- WHAT IS EXPECTED:
Check every line of the entries for "below", and copy the lines that hold it.

- GIVEN ENTRIES:
· · · ·
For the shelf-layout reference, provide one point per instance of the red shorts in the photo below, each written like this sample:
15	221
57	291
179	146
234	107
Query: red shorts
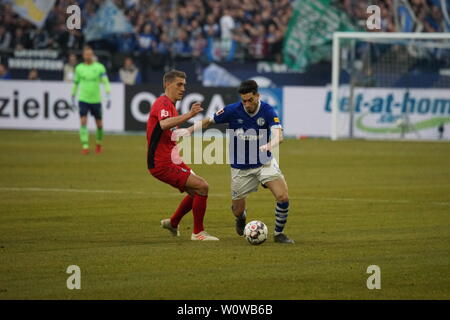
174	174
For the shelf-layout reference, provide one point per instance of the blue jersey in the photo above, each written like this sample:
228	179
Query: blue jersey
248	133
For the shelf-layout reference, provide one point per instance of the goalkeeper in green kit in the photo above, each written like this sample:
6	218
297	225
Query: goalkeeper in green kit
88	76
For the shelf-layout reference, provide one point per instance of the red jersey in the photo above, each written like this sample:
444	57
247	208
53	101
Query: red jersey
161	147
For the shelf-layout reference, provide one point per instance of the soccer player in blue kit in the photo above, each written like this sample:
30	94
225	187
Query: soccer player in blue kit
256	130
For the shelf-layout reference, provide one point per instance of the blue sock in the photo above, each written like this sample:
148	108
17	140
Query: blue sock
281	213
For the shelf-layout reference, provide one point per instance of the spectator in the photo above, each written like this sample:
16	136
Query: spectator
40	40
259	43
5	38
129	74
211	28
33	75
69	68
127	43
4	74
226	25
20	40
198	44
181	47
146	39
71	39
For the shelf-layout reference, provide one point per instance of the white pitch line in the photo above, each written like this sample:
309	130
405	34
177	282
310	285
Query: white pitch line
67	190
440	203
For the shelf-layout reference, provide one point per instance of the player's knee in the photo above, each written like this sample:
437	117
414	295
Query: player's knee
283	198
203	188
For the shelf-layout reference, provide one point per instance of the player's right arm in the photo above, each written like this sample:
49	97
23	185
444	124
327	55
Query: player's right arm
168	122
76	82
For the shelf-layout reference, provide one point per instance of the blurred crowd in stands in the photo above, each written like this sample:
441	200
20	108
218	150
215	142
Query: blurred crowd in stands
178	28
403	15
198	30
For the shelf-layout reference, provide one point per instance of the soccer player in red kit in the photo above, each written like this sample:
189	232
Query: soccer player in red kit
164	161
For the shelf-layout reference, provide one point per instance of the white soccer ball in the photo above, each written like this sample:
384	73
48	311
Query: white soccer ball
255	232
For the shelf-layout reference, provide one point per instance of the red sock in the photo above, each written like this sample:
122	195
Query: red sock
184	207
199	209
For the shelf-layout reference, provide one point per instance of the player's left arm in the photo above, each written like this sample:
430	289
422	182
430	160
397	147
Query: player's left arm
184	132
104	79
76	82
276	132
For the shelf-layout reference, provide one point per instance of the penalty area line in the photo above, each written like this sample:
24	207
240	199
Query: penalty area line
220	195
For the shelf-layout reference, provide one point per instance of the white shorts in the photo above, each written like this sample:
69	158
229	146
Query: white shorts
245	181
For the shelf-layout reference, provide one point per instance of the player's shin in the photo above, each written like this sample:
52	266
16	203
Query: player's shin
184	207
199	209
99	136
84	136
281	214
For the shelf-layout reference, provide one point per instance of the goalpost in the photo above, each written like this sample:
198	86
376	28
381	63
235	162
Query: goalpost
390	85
· · · ·
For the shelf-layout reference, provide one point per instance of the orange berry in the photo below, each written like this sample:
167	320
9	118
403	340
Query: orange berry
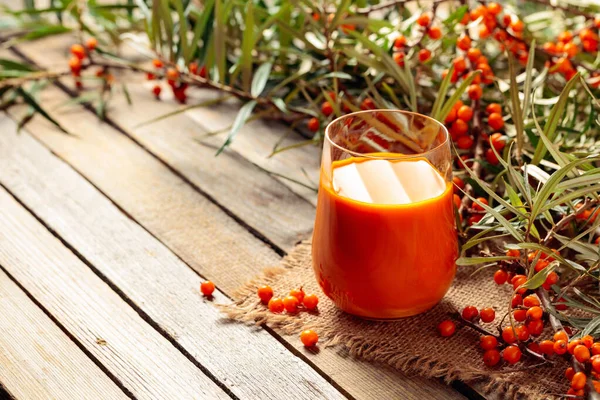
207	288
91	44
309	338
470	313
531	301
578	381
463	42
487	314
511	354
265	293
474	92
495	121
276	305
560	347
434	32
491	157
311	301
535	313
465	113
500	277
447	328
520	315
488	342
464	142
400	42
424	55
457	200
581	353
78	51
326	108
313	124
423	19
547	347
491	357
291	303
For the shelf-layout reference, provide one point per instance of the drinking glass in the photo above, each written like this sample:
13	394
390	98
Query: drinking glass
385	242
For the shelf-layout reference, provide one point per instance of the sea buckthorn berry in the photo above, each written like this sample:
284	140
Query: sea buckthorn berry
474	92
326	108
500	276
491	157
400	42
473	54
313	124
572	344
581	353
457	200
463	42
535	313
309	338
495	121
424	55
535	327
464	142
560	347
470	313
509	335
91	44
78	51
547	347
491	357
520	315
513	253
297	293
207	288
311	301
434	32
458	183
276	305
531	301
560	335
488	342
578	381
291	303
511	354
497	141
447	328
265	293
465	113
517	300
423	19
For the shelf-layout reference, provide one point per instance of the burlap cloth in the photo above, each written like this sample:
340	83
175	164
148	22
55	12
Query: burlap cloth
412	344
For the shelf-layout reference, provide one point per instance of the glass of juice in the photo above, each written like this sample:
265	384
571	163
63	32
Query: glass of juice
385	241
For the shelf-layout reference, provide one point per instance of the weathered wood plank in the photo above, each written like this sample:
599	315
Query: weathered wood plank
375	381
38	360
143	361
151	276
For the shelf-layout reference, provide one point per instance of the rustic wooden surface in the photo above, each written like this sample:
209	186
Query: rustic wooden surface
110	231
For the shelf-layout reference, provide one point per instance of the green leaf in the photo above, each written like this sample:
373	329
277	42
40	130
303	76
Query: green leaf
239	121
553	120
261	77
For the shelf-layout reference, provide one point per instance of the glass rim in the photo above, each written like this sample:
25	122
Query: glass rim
· · · ·
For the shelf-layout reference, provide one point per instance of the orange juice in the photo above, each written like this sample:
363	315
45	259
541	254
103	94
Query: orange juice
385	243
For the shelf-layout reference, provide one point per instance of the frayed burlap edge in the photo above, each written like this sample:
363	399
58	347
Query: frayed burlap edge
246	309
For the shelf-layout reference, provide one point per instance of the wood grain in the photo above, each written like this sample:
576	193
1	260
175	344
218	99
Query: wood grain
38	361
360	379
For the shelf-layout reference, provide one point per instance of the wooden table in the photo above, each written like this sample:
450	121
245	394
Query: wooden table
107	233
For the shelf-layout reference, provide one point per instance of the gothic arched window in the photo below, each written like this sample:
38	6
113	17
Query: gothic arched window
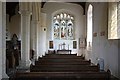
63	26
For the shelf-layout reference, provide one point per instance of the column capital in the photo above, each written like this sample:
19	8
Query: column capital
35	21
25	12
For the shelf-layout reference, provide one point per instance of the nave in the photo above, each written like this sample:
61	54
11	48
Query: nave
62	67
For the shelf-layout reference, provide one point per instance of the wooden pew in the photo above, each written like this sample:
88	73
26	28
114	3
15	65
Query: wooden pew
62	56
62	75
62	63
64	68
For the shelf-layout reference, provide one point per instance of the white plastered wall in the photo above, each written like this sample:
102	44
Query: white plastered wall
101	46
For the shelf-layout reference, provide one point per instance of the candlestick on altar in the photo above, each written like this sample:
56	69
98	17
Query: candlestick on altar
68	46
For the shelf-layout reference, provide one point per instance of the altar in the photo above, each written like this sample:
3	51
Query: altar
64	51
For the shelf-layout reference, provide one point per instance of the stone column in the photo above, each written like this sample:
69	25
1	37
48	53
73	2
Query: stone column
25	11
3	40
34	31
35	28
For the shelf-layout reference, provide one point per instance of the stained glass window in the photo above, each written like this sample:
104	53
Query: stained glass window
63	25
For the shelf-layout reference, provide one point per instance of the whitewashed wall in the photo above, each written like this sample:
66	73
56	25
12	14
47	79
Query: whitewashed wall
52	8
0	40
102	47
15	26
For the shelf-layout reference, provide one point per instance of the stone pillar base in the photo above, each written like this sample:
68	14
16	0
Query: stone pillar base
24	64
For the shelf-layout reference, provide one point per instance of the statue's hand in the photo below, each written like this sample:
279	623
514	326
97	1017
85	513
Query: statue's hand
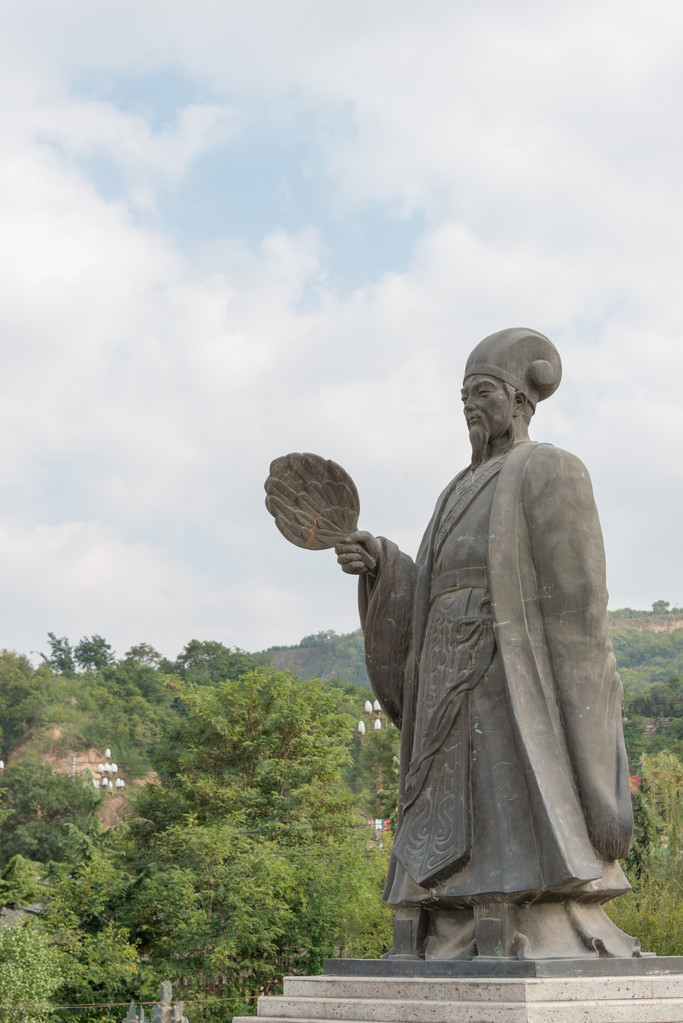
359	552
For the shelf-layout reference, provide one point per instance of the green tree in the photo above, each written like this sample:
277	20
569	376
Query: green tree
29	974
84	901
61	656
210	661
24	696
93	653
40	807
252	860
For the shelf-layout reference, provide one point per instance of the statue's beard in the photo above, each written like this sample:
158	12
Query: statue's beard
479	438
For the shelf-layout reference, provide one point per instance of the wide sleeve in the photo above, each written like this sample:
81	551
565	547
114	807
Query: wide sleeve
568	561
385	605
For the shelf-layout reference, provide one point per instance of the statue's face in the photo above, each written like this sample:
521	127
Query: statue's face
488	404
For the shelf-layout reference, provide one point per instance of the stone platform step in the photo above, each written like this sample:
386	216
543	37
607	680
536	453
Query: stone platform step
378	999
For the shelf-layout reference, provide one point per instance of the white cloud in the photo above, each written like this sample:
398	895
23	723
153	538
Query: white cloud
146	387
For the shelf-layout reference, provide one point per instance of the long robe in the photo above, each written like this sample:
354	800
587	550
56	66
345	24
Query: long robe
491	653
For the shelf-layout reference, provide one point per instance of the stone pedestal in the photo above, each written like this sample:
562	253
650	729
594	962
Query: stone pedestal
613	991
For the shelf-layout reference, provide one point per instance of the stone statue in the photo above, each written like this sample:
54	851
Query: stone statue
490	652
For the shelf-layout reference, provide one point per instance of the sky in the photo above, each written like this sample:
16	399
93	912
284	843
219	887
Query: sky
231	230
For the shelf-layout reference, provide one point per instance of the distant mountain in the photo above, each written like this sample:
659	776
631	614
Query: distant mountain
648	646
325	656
· · · ·
- YOUR RESPONSE:
For the shelf-layout reference, provide one point per instance of the red shorts in the photo below, each written like this sample:
For the shelf-layout reference, provide one point per instance of the orange berry in the photo below, each written like this sample:
For the shelf-layout reference, provide one point per instance of the gothic arched window in the photo below, each written like this sample:
For the shelf-layout reference, provide one point per instance of the statue's hand in the photo below, each written like this sample:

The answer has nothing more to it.